BEGIN GIVEN RECORDS
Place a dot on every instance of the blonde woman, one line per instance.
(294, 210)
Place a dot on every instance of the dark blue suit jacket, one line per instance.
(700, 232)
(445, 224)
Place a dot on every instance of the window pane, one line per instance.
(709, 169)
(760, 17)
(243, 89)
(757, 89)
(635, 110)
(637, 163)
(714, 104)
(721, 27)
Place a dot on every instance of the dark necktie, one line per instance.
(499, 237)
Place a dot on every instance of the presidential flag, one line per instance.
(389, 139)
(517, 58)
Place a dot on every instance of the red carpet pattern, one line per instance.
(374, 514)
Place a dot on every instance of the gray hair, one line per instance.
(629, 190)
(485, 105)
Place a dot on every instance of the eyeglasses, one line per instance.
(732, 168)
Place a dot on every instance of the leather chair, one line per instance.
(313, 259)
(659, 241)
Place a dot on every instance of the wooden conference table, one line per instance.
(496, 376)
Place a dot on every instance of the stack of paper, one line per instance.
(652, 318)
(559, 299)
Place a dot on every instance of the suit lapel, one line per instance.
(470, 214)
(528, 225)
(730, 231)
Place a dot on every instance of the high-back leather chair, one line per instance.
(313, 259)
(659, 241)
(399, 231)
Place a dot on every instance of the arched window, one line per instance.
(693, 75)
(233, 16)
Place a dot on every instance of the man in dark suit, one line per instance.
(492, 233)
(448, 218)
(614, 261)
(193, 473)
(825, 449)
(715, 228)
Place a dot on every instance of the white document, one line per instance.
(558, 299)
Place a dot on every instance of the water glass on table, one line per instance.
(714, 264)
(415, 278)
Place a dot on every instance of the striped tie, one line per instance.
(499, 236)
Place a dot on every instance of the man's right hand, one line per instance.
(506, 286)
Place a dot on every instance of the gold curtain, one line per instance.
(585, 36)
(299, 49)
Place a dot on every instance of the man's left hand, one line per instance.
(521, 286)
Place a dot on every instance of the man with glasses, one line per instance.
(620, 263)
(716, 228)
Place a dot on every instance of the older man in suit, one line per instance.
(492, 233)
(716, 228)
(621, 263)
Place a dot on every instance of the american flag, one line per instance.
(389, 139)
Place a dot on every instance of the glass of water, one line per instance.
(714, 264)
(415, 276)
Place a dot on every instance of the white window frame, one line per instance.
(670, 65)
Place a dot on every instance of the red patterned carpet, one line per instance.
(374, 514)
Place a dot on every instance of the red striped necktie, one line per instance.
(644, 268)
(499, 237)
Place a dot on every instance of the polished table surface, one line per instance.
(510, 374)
END GIVEN RECORDS
• **ASSIGNMENT**:
In full and without change, transcribe the entries.

• **RESPONSE TO THE EXERCISE**:
Place a dot on every instance of the blonde woman, one line per instance.
(294, 210)
Place a dot on every instance of the dark blue suit jacket, one line per instance.
(700, 232)
(445, 224)
Place a dot on every instance of the window pane, one line per instance.
(709, 169)
(760, 17)
(243, 89)
(757, 89)
(635, 110)
(637, 163)
(714, 104)
(721, 27)
Place a dot on every instance of the dark necktie, one line per instance.
(499, 237)
Place a dot on every instance of the presidential flag, one line per instance.
(389, 139)
(517, 58)
Place a dot on every instance of the red carpet pattern, one line per instance.
(374, 514)
Place a dot on every instance of the gray hair, one line per instance.
(629, 190)
(485, 105)
Place a dot on every instance of the eyeglasses, one line per instance.
(732, 168)
Place a dot on every instance of the leather chair, one line per instance.
(313, 259)
(659, 241)
Place a dot on every instance of the wooden conference table, one line per instance.
(496, 376)
Place a dot on every instance of the stack of paper, one line per instance.
(652, 318)
(559, 299)
Place a dot on every instance of the suit lapel, one line per instance.
(470, 214)
(528, 225)
(730, 231)
Place a dot on every instance of the high-back leather chair, one line per instance.
(313, 259)
(659, 241)
(399, 231)
Place a dot on every instance of the arched window, one line per instance.
(693, 75)
(233, 16)
Place a dot on every instance of the man in dark suit, one line per instance.
(492, 233)
(448, 218)
(614, 261)
(193, 473)
(825, 449)
(715, 228)
Place a dot on every instance of the white document, one line per instance.
(558, 299)
Place a dot on every instance of the water glass on table, one line per instance.
(714, 264)
(415, 278)
Place a dot on every instance of the striped tie, one line per instance.
(499, 236)
Place a dot on every instance of the man's right hand, one line per instance.
(506, 286)
Place a dot on every instance of the gold curtain, one line per instance.
(585, 36)
(299, 49)
Place a dot on every instance of the man's left hand, one line per instance.
(521, 286)
Place a dot on every instance of the man with glasses, one line per instance.
(620, 263)
(716, 228)
Place a dot on every instance of the older man in suit, one line per instance.
(492, 233)
(716, 228)
(621, 263)
Place a dot on every instance of the american flag, one line per instance.
(389, 139)
Place a dot on every instance of the glass of water, one line per instance.
(714, 264)
(415, 276)
Place a dot on every instance of the white window frame, one line per instance.
(670, 65)
Place a dot on every instance of the red patterned carpet, one line per instance.
(374, 514)
Place a dot on every instance of the red striped necktie, one line per instance.
(644, 268)
(499, 237)
Place a dot on every instance of the polished table surface, one line per instance.
(510, 374)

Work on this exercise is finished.